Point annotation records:
▶

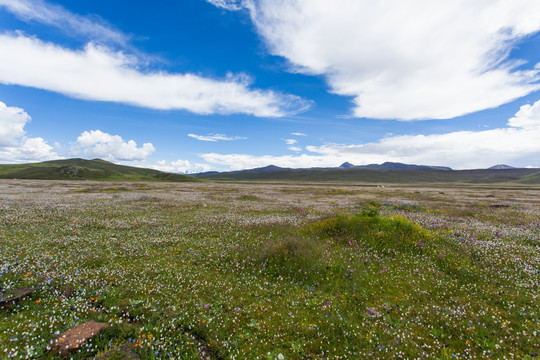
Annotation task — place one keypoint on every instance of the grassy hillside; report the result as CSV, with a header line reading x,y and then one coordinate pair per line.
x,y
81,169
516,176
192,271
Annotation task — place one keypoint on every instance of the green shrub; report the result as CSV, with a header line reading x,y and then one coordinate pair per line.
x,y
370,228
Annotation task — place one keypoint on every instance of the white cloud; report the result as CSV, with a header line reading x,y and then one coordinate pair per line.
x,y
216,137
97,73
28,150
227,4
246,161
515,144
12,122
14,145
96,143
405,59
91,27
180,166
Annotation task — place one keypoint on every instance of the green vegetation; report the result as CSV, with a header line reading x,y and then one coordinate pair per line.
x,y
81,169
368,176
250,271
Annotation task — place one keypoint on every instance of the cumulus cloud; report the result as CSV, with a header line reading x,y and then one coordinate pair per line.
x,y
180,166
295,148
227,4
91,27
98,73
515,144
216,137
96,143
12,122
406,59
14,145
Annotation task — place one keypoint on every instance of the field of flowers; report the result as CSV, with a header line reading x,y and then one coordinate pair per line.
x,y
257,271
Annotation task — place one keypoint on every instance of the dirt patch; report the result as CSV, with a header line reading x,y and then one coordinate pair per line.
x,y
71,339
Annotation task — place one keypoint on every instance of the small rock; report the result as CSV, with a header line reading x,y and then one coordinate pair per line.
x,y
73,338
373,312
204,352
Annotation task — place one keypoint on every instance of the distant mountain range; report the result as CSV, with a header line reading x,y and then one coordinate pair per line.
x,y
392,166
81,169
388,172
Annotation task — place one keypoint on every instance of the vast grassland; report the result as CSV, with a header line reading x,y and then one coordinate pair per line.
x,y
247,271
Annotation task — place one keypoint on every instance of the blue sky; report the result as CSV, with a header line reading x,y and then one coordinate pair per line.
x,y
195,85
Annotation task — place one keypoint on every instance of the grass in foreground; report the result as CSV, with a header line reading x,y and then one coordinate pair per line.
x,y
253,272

◀

# [Exercise goal]
Copy out every line of the records above word for word, without the pictures.

# [Answer to the exercise]
Annotation task — place one keypoint on every instance of the grassy hillside; report the result as CSV, with a header line reading x,y and then one coordinate pair per line.
x,y
81,169
516,176
192,271
Annotation task — place one keypoint on every instance of the green shrub; report the result as CSV, with a header line reading x,y and then one coordinate pair per line.
x,y
370,228
Annotation task — place one keypoint on every instance of the white cloud; report the result as CSV, with a header line reading x,y and then one coordinate pair per line.
x,y
216,137
97,73
28,150
227,4
246,161
515,144
12,122
14,145
96,143
405,59
91,27
180,166
Annotation task — place one keypoint on every instance of the green vegetation; report the result as CSV, with a header line reading x,y and then one coordinate pair per line.
x,y
81,169
368,176
250,271
Annotation task — place one keypoint on every instance of the cumulus cloud; report the result as CSV, with a header line reading x,y and then one coordinate pair per line.
x,y
180,166
295,148
227,4
91,27
98,73
515,144
216,137
96,143
12,122
406,59
14,145
Annotation task — place one keypoint on every instance of the field of flowers; report the result as CSV, with a header line reading x,y and then one coordinate pair per line.
x,y
257,271
Annotation task — place one keypoint on every instance of the dirt patch; report the result as CSV, with a header line reading x,y and then one coordinate pair per line.
x,y
71,339
Annotation task — place one keypoint on every instance of the small rock; report the result as CSV, with a header line reading x,y and then one coordinate pair per line.
x,y
73,338
373,312
204,352
Annotation task — place one keypoint on every instance of the distant mountain range; report the result as CSV, with a header line reading x,y and then one coordinate pair per line.
x,y
392,166
81,169
388,172
Annotation task — place one keypoint on every instance of the vast grassland; report the result as CSV, with a header line reading x,y and then one coordinate pair per line.
x,y
247,271
Annotation task — place one keypoint on every instance of the blue sky; report the result as CSV, with a header line reading x,y and then one coordinate pair per line.
x,y
195,85
Annotation task — place one keypoint on every instance of the grass in foreground; report the result as CSV, with a header line reading x,y and then one coordinate pair per line.
x,y
253,272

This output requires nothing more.